### REQUIRED ACTIONS:
1/ According to the text on investment risk measures, in what year did J.P. Morgan launch the RiskMetrics service?
2/ Copy word for word the part of the text on investment risk measures starting with "Markowitz's3 approach, which" and going on through "the investment outcome.".

Markowitz's3 approach, which is referred to as mean-variance analysis, is convenient and simple because it only requires estimation of expected returns, variances, the correlation matrix and nothing else. Putting aside expected returns, the remaining so-called second-moment risk measures can be estimated based on historical data and these estimates can be used as inputs into a quadratic programming solver to come up with optimal portfolio allocations. Following the seminal work of Markowitz, as well as the convenience of assuming a normal distribution, investment science started to measure and model risk as standard deviation of returns in an attempt to capture the dispersion or uncertainty of the investment outcome.
In practice, however, many investors appear to pay more attention to losses than to gains of the same magnitude and, as such, the goal of risk management is often interpreted as the mitigation of investment losses by measuring, forecasting and monitoring the uncertainty of asset returns in order to establish relative hedging positions. It was not until the early 1990s that more modern risk management practices emerged in addressing the apparent asymmetry in the perception of risks. Following the Securities and Exchange Commission and Bankers Trust in the late 1980s, in 1994, J.P. Morgan launched the RiskMetrics service, which offered the first widely followed drawdown risk measure called value-at-risk (VaR). This measure gained further popularity in 1995 when the Basel Committee on Banking Supervision encouraged its use to determine capital requirements against market risks.
Briefly, VaR tells the investor about the probable magnitude of loss in the worth of a security or portfolio over a given period for a given confidence level. For example, a 99 per cent confidence 1-day VaR of 2 per cent (or simply 99 per cent 1-day VaR is 2 per cent) means there is less than a 1 per cent probability of losing more than 2 per cent within the next day. A 95 per cent 21-day VaR of US$1 million means that there is less than a 5 per cent probability of losing more than $1 million within the next month (21 trading days). A dollar VaR can be translated into percentage VaR simply by dividing the dollar VaR by the current value of the investment. Although it is intuitive and improves on variance by taking into account the negative tail of the return distribution, VaR does have some drawbacks that limit its use in portfolio optimization. Mainly, VaR can be shown as an incoherent risk measure4 as it does not encourage diversification. Furthermore, because of its non-convexity, efficient global optimization by numerical algorithms cannot be guaranteed.

### RECORD SET:
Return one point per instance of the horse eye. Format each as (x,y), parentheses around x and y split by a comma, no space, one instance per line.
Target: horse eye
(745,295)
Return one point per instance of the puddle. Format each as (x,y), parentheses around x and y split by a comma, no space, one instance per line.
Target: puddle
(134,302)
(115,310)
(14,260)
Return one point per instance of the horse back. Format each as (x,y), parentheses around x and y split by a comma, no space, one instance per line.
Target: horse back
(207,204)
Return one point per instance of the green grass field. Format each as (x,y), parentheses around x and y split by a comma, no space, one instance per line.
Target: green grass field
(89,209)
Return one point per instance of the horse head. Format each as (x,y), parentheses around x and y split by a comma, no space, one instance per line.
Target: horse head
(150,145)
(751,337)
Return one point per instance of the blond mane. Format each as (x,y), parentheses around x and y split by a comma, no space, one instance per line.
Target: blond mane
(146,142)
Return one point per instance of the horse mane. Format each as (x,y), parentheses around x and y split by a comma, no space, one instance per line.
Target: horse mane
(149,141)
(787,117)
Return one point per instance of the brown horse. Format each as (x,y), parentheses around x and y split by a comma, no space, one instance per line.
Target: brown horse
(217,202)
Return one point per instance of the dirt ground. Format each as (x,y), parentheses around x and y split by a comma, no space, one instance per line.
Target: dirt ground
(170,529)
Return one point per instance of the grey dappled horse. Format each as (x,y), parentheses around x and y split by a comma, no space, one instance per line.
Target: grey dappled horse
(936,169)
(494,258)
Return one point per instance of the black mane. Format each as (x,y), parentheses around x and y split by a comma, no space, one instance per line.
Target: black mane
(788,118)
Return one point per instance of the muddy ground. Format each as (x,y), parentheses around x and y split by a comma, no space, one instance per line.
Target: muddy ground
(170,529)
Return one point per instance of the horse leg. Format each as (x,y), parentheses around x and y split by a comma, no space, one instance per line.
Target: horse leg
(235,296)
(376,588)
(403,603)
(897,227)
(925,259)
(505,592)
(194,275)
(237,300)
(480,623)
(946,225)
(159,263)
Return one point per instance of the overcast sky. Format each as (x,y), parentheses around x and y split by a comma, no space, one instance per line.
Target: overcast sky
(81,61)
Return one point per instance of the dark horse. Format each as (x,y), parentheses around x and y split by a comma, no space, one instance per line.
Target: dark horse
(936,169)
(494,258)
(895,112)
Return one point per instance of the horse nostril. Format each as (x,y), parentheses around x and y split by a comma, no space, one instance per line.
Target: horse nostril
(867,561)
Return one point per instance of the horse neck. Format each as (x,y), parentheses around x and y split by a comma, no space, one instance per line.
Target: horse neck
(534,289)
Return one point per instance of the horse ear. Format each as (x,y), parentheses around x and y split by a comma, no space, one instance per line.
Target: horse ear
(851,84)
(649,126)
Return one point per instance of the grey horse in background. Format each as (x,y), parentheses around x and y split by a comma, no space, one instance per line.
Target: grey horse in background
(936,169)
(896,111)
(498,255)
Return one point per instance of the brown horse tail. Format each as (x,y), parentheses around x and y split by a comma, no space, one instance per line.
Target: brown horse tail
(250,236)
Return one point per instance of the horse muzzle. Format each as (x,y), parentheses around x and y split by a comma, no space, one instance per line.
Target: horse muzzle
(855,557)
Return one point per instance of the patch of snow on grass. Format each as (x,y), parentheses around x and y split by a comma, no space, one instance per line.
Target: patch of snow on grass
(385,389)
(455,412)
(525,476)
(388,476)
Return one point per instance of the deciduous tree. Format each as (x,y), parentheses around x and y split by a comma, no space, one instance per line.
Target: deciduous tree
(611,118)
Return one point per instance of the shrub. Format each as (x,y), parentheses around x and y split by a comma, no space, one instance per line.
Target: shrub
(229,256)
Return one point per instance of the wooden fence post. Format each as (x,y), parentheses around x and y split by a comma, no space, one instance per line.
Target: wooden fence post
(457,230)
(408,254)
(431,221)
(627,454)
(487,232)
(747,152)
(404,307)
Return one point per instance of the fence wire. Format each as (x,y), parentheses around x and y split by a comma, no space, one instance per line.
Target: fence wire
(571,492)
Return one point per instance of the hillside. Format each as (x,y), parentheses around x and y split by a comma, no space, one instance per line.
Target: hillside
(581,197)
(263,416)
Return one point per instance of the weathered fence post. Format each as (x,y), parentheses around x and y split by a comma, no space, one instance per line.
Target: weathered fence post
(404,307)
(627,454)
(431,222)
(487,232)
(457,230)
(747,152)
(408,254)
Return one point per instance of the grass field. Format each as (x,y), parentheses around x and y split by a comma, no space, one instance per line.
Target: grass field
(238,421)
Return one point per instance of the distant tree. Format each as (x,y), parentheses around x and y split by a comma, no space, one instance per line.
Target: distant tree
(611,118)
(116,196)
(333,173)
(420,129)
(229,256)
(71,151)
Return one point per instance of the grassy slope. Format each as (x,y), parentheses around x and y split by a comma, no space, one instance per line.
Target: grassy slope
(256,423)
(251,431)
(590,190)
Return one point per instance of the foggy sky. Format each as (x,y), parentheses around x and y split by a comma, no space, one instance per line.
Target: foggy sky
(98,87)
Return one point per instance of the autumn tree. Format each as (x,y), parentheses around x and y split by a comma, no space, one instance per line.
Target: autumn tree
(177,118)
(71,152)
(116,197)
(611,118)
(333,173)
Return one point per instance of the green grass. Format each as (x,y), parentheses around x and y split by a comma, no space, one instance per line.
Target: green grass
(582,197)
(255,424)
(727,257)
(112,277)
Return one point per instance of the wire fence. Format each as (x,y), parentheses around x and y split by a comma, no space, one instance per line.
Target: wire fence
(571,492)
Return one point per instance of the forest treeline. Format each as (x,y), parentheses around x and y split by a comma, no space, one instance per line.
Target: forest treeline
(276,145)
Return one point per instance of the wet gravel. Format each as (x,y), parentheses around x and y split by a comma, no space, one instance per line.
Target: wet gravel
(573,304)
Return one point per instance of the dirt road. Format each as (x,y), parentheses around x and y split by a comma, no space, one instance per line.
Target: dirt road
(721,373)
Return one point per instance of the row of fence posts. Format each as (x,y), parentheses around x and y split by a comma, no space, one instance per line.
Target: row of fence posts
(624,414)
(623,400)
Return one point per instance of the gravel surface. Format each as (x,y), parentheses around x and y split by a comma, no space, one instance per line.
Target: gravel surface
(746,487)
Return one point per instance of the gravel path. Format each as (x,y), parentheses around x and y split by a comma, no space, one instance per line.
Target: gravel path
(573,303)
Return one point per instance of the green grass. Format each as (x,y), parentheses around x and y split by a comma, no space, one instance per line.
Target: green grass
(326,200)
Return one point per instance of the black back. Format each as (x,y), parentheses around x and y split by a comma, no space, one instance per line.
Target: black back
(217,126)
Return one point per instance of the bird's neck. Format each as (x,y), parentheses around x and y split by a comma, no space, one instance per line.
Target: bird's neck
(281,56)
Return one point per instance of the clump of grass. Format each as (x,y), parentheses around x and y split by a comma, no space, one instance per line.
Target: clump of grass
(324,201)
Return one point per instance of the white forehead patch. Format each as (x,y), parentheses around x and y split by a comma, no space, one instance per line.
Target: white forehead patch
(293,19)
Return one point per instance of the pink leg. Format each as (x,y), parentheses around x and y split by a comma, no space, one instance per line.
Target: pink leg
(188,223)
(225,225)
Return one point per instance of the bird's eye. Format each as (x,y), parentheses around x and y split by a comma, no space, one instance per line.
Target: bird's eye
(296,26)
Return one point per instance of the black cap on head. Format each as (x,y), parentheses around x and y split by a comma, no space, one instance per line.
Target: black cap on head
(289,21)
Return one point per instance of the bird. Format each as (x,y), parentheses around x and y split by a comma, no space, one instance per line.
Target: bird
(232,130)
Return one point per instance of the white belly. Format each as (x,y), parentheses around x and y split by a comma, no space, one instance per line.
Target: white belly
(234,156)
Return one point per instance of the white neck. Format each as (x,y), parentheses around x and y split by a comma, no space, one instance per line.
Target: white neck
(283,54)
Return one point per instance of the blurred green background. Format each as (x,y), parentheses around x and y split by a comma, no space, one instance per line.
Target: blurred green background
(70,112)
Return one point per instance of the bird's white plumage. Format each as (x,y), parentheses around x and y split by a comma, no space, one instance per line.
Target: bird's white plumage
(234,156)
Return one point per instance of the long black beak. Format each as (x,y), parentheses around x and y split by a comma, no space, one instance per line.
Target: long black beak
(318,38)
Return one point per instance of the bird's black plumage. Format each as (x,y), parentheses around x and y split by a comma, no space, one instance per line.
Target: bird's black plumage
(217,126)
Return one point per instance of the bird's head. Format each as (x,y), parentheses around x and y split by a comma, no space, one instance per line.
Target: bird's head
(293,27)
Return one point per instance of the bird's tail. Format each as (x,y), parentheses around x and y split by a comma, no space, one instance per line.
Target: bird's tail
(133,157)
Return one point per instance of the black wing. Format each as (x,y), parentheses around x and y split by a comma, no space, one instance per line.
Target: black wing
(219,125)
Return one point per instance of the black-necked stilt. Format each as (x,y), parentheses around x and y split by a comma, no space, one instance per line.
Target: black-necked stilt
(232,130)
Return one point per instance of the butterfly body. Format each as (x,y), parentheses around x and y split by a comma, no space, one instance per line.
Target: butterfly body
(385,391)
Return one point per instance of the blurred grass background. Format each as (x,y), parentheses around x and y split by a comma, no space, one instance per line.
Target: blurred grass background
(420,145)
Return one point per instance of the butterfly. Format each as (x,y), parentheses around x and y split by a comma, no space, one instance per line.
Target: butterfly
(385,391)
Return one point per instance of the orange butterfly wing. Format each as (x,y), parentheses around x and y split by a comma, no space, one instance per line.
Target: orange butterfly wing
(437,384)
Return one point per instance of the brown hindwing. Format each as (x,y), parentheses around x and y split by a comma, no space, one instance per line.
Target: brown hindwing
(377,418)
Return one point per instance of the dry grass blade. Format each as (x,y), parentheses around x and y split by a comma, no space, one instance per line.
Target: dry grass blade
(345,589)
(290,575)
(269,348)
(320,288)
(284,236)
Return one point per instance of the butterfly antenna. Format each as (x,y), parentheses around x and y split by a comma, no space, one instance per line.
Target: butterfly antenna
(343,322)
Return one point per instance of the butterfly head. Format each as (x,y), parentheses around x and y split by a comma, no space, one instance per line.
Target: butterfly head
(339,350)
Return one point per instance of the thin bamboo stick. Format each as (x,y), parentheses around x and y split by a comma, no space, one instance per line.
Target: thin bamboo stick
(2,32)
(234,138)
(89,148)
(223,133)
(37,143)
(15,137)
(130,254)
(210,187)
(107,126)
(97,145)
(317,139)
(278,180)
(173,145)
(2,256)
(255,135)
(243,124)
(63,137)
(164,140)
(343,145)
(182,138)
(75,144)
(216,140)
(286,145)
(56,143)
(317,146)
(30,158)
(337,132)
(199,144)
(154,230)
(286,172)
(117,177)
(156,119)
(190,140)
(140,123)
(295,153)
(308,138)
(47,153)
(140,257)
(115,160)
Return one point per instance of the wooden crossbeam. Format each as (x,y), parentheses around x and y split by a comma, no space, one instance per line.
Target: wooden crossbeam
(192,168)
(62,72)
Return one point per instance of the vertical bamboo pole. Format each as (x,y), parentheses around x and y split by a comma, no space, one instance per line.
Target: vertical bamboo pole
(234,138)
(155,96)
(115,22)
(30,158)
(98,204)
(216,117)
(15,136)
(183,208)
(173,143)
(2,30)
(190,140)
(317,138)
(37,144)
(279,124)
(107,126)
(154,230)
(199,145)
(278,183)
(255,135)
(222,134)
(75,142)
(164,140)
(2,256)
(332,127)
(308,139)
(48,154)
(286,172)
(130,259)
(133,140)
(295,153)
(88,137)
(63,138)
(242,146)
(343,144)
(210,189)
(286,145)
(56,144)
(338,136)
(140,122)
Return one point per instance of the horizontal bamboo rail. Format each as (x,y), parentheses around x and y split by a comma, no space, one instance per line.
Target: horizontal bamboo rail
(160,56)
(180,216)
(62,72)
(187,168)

### SOLUTION SET:
1/ 1994

2/
Markowitz's3 approach, which is referred to as mean-variance analysis, is convenient and simple because it only requires estimation of expected returns, variances, the correlation matrix and nothing else. Putting aside expected returns, the remaining so-called second-moment risk measures can be estimated based on historical data and these estimates can be used as inputs into a quadratic programming solver to come up with optimal portfolio allocations. Following the seminal work of Markowitz, as well as the convenience of assuming a normal distribution, investment science started to measure and model risk as standard deviation of returns in an attempt to capture the dispersion or uncertainty of the investment outcome.